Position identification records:
§
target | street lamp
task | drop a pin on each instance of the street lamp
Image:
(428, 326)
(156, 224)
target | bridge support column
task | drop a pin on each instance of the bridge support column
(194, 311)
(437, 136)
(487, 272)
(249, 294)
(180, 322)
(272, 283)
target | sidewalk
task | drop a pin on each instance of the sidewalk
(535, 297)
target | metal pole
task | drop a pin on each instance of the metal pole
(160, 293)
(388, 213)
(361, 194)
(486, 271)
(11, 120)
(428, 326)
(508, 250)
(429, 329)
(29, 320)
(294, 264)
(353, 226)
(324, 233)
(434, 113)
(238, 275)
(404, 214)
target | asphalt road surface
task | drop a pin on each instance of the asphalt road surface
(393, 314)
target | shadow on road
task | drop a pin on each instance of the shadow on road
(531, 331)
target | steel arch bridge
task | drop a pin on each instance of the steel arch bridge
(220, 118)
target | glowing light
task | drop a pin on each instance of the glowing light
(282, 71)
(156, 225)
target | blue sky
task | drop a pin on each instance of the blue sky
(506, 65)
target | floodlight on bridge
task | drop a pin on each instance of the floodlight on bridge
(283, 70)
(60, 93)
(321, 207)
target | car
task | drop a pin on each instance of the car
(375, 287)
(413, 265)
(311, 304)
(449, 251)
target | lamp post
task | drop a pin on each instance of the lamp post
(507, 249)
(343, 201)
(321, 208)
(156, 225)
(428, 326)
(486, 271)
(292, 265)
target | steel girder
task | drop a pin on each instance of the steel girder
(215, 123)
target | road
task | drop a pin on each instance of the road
§
• [Short task] Only the lines from the one containing "target | blue sky" through the end of the entries above belong in the answer; repeat them exactly.

• [Written reply]
target | blue sky
task | drop a pin on each instance of the blue sky
(506, 65)
target | floodlight on bridge
task | drop a pin on each instance of the floodlight on bridge
(283, 70)
(60, 93)
(321, 207)
target | car
task | drop a pin on each instance of the car
(375, 287)
(413, 265)
(311, 304)
(449, 251)
target | lamp post
task | drop a pin on each instance of the lamp post
(507, 249)
(343, 201)
(321, 208)
(156, 225)
(428, 326)
(486, 271)
(292, 265)
target | steel girder
task | drop a pin on each instance of the steel girder
(215, 123)
target | road
task | drop a pin on each instance of the road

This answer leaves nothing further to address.